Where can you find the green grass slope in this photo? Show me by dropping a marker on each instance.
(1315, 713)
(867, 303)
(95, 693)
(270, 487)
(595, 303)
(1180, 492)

##############################

# Exercise brief
Copy the listing above word for word.

# Response
Where can you find the green grass slope in this photo? Show me by dropping a marker on each instance.
(1315, 713)
(867, 303)
(95, 693)
(270, 487)
(595, 303)
(1180, 492)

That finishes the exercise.